***** The data *****

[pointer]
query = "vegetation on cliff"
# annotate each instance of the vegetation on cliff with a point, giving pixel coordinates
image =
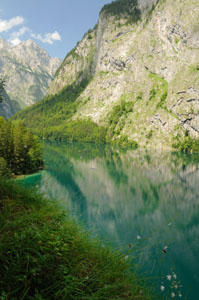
(123, 8)
(20, 150)
(46, 255)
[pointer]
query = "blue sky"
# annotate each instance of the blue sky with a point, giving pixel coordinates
(54, 25)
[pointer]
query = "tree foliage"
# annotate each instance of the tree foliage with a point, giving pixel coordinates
(123, 8)
(20, 150)
(2, 85)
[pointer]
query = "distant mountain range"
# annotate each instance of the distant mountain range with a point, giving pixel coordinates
(28, 69)
(135, 76)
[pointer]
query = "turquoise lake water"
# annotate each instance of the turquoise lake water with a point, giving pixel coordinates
(146, 203)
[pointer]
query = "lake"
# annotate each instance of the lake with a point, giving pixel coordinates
(144, 202)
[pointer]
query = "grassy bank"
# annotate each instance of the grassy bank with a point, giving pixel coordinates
(46, 255)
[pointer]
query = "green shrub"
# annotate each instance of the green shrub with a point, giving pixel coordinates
(187, 144)
(45, 255)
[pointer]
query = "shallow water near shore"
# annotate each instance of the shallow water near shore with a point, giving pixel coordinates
(145, 202)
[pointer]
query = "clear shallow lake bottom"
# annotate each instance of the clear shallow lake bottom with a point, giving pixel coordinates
(145, 202)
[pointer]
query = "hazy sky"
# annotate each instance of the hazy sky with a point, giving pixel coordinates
(55, 25)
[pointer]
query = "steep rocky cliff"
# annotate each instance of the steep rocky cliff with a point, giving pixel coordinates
(143, 71)
(28, 70)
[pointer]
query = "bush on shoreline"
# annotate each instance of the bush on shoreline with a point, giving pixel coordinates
(46, 255)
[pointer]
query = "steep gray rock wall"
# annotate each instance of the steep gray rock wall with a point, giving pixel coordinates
(28, 70)
(152, 65)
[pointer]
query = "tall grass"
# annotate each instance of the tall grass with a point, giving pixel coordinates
(46, 255)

*****

What the exercise asks: Which lines in the data above contain the word "shoreline"? Gather each of them and copy it out.

Output for this exercise:
query = "bush on shoreline"
# annotate each instance of the bush on shoreline with a point, giving pixel coordinates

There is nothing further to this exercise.